| Objectives |
- 1) Using the Bernoulli's theorem passage, answer:
(a) From which law is Bernoulli's theorem derived?
(b) For which fluids does the theorem hold good?
(c) What does option 3 state?
- 2) Output the Bernoulli's theorem passage from "Reason (R): Bernoulli’s" up to and including "(Reason is false).".
- 3) Carry the Bernoulli's theorem passage forward from its final sentence.

| Supplied passage |
● ● ● ●

Assertion (A): Bernoulli’s theorem is based on energy conservation.
Reason (R): Bernoulli’s theorem holds good for all liquids.
1. Both Assertion & Reason are true and the reason is the correct explanation of the assertion.
2. Both Assertion & Reason are true but the reason is not the correct explanation of the assertion.
3. Assertion is true statement but Reason is false.
4. Both Assertion and Reason are false statements.
View Answer
Bernoulli's theorem is derived from the law of conservation of energy (Assertion is true). It only holds good for ideal (non-viscous, incompressible) fluids, not all liquids (Reason is false).

● ● ● ●

| Given material |
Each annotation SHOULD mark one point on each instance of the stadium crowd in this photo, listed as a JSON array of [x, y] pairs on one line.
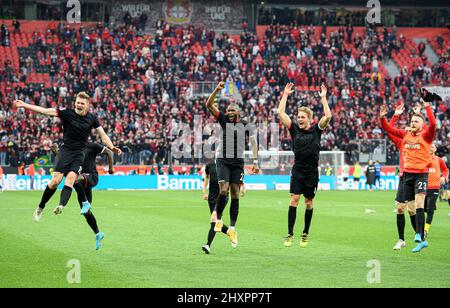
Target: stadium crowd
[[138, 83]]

● ● ● ●

| Solved tasks |
- 1)
(a) The law of conservation of energy.
(b) Ideal (non-viscous, incompressible) fluids.
(c) The Assertion is a true statement but the Reason is false.

- 2)
Reason (R): Bernoulli’s theorem holds good for all liquids.
1. Both Assertion & Reason are true and the reason is the correct explanation of the assertion.
2. Both Assertion & Reason are true but the reason is not the correct explanation of the assertion.
3. Assertion is true statement but Reason is false.
4. Both Assertion and Reason are false statements.
View Answer
Bernoulli's theorem is derived from the law of conservation of energy (Assertion is true). It only holds good for ideal (non-viscous, incompressible) fluids, not all liquids (Reason is false).

- 3)
The Young’s modulus of brass and steel are \(1 \times 10^{11}\text{ N/m}^2\) and \(2 \times 10^{11}\text{ N/m}^2\) respectively. If wires of both materials, having same length, are loaded with same weight, then they both extend by 4 mm. Ratio of the radii of two wires \(R_B : R_S\) is
1. \(\sqrt{2} : 1\)
2. \(1 : \sqrt{2}\)
3. 4 : 1
4. 1 : 4
View Answer
Using \(Y = \frac{FL}{\pi R^2 \Delta L}\), for constant force, length, and extension, \(R^2 \propto \frac{1}{Y}\). Thus, \(\frac{R_B}{R_S} = \sqrt{\frac{Y_S}{Y_B}} = \sqrt{\frac{2 \times 10^{11}}{1 \times 10^{11}}} = \sqrt{2} : 1\).
Assertion (A): Identical springs of steel and copper are equally stretched. More work will be done on the steel spring.
Reason (R): Steel is more elastic than copper.
1. Both (A) & (R) are true and the (R) is the correct explanation of the (A)
2. Both (A) & (R) are true but the (R) is not the correct explanation of the (A)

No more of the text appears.